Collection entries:
====
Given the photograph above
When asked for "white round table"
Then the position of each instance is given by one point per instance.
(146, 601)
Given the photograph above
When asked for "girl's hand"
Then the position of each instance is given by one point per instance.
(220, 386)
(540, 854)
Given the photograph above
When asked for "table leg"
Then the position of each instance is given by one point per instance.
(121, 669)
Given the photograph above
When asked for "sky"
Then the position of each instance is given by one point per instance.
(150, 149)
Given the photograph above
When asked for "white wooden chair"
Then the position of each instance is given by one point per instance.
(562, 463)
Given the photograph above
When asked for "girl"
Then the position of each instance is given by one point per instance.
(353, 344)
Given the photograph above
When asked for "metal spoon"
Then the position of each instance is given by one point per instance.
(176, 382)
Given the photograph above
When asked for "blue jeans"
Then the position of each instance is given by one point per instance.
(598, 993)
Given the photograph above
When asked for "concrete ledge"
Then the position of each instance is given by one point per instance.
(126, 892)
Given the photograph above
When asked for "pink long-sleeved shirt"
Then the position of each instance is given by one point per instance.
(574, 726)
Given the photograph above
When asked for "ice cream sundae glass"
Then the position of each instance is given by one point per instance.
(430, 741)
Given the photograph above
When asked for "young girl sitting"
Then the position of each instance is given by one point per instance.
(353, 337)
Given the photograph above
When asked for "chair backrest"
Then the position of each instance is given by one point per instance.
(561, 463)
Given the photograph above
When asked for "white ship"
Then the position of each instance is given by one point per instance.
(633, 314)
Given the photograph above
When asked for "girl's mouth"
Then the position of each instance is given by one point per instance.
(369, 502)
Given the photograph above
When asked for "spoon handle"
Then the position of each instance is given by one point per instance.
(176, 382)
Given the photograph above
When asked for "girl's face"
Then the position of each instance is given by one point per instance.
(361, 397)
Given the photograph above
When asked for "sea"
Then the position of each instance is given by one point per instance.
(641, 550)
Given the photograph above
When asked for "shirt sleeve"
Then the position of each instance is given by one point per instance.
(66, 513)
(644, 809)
====
**The exercise**
Repeat the listing exactly, from its first line to its last.

**Worked solution**
Given the photograph above
When asked for "white round table"
Then the position of each instance is given by one point per instance.
(146, 601)
Given the photograph above
When asked for "girl's hand"
Then the position of each instance is given by one point per instance.
(220, 386)
(540, 854)
Given the photograph above
When asked for "table leg"
Then the position of each instance is given by one point per instance.
(121, 669)
Given the photograph above
When asked for "sky"
Then the position of each instance is given by one point per instance.
(150, 149)
Given the photograph above
When asked for "white wooden chair"
Then the position of each instance is given by one point per instance.
(562, 463)
Given the photograph above
When asked for "girl"
Then the position of each instance is given by one point per instance.
(353, 344)
Given the photograph above
When asked for "metal spoon"
Then the position of each instance is given by one point per instance.
(176, 382)
Given the photograph above
When asked for "blue jeans"
Then the position of each instance is given by one point per instance.
(598, 993)
Given the photograph above
When asked for "concrete ledge"
Then the position of each instance is given by one point per instance.
(126, 892)
Given the photograph above
When asked for "pink long-sleeved shirt"
Then the position of each instance is given by one point per instance.
(574, 726)
Given the photograph above
When asked for "ice cream sundae glass"
Then the position of each instance is given by one point per instance.
(430, 741)
Given the photograph above
When asked for "young girl sitting"
Then the position of each instance is given by one point per instance.
(353, 337)
Given the photograph above
When asked for "chair backrest"
Then the position of each instance is given by one point per instance.
(561, 463)
Given the photograph above
When asked for "white ship"
Then the position of each instance is given by one point per instance.
(633, 314)
Given the photograph above
When asked for "girl's mouth"
Then the position of each instance is given by one point per instance.
(369, 502)
Given the photograph above
When asked for "spoon handle"
Then the position of each instance is given by one point per instance.
(176, 382)
Given the photograph above
When asked for "girl's face"
Then the position of each instance is given by one point per instance.
(361, 397)
Given the photograph above
When asked for "sea"
Then the position of each instance is given by one point per instance.
(641, 550)
Given the photograph above
When asked for "shirt sleeve"
Then the position of each instance is given by one point per instance.
(66, 513)
(644, 809)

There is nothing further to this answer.